**EXTRACT PROVIDED**
= = = = = = =
Team Bigfoot ended up winning 24 events that season and took the 1990 TNT points championship over Greg Holbrook in Gary Cook's Equalizer and Gary Porter's Carolina Crusher, the first racing championship for the Bigfoot team. Also that year, Piant took the Special Events Triple Crown Championship, in addition to placing third in the USHRA's new point series. After not winning any championships in 1991, Team Bigfoot would go on a 12-year stretch from 1992 to 2003 of winning at least one championship a year, taking a total of 16 series championship victories during that span. 

As of 2019, Team Bigfoot has won a total of 50 series championships.

Present day
Bigfoot continues to be in demand. Sponsorships include Firestone, Summit Racing and Vi-Cor. In December 2005, Bigfoot's sponsorship with Ford ended, though was not announced officially until 2007.

Bigfoot ceased running events for the Monster Jam series in 1998 due to a dispute over  involving licensing of video footage and pictures, and has not returned since. Bigfoot also appeared frequently for USA Motorsports and Motorsports Entertainment Group until those companies were purchased by the USHRA's parent company at the time, PACE Motorsports.

Bigfoot still races for the Special Events Promotion Company, Chris Arel Motorsports, Toughest Monster Truck Tour, Monster Nation, Monster X Tour, Checkered Flag Promotions, and many others.

In May 2006, Bigfoot signed former professional wrestler and Monster Jam driver Debrah Miceli. Miceli drove the "Bigfoot 10" chassis until the end of the 2007 Major League of Monster Trucks (MLMT) season. Miceli now drives Madusa for Feld Motorsports.

In July 2010, Bigfoot sponsor Firestone, then a Major League Baseball sponsor, brought Bigfoot to the Major League Baseball All-Star Game as a show truck. In order to comply with MLB's official vehicle sponsorship while being used by Firestone, the Bigfoot 10 chassis featured a Chevrolet Silverado body. In March 2012, Bigfoot formed a partnership with Robby Gordon to promote both his SPEED Energy Drink and his new Stadium Super Trucks racing series. For the partnership, a chassis initially built for Gordon himself was dubbed Bigfoot 19. Despite a promotional picture depicting the body as being a Ford, this truck would also compete with a highly modified Silverado body.
= = = = = = =
**DATA SHOWN**
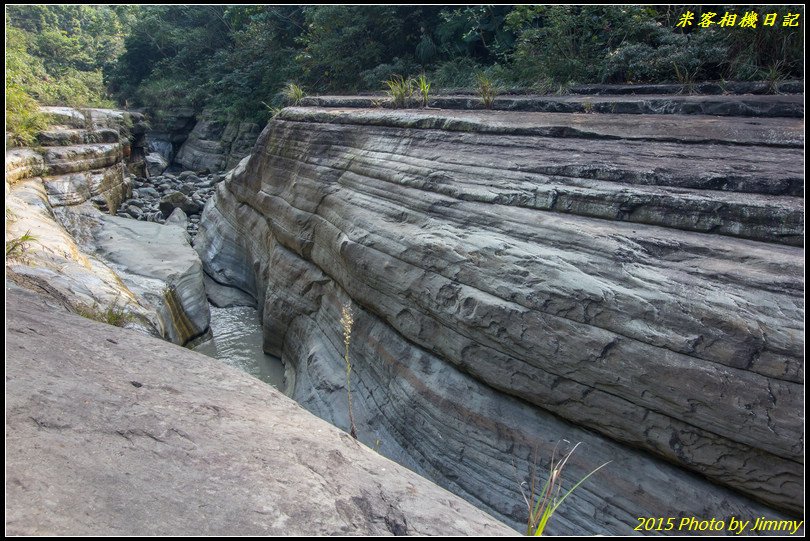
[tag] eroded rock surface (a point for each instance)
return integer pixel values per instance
(113, 433)
(634, 283)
= = = = = = =
**STATED TASK**
From the Bigfoot history above, reproduce verbatim the span that begins with "Present day" and ends with "time, PACE Motorsports.".

**ANSWER IN FULL**
Present day
Bigfoot continues to be in demand. Sponsorships include Firestone, Summit Racing and Vi-Cor. In December 2005, Bigfoot's sponsorship with Ford ended, though was not announced officially until 2007.

Bigfoot ceased running events for the Monster Jam series in 1998 due to a dispute over  involving licensing of video footage and pictures, and has not returned since. Bigfoot also appeared frequently for USA Motorsports and Motorsports Entertainment Group until those companies were purchased by the USHRA's parent company at the time, PACE Motorsports.